AIM:
Show each line of the data below that contains the word "target", copying every such line in full.

***

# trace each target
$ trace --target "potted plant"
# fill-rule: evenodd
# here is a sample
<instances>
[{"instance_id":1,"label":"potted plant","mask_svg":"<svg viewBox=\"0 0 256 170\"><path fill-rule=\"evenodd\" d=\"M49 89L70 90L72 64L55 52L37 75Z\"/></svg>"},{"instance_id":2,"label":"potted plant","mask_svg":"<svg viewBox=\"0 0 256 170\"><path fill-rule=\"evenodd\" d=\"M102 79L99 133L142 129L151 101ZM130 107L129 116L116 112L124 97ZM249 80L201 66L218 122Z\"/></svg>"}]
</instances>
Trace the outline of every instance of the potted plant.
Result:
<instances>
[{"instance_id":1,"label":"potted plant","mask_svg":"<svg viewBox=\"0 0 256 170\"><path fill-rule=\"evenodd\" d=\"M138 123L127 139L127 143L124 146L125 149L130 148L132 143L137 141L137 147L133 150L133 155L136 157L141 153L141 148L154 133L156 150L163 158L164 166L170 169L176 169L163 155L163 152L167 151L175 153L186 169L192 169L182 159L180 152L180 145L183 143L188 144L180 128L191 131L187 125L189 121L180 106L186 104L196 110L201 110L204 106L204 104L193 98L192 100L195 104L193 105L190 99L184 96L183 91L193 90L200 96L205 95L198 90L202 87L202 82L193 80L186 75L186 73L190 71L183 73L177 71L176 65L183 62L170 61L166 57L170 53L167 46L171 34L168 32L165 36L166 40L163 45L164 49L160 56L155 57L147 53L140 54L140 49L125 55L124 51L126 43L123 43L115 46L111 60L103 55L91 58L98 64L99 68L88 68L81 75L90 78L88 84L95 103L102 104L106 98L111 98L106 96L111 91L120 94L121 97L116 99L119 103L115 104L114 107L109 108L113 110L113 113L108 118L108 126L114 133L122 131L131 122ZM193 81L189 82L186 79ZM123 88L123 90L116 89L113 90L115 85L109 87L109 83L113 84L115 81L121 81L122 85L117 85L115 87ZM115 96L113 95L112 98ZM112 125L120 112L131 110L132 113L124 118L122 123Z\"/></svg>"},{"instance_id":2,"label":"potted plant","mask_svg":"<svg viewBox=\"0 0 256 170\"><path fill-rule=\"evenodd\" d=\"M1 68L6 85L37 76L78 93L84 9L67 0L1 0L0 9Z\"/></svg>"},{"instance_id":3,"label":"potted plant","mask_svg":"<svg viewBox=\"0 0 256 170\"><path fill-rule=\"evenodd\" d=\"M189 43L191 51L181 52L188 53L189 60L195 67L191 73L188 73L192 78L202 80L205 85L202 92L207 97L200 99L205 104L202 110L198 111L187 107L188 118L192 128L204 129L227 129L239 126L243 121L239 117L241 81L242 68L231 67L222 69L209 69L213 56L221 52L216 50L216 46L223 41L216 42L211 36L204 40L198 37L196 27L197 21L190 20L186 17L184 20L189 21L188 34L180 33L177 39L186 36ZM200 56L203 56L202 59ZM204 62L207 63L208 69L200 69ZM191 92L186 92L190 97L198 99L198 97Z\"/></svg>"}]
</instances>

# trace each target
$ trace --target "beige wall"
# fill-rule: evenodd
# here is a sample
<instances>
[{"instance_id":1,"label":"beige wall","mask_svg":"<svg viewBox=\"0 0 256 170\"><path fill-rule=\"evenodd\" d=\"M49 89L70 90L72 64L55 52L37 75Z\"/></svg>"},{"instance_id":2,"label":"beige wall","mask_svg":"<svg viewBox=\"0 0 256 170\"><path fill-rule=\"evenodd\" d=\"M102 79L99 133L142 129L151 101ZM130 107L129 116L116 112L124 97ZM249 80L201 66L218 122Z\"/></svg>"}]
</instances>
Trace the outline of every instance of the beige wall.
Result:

***

WRITTEN RESPONSE:
# trace each target
$ trace --target "potted plant"
# trace each target
$ trace --target "beige wall"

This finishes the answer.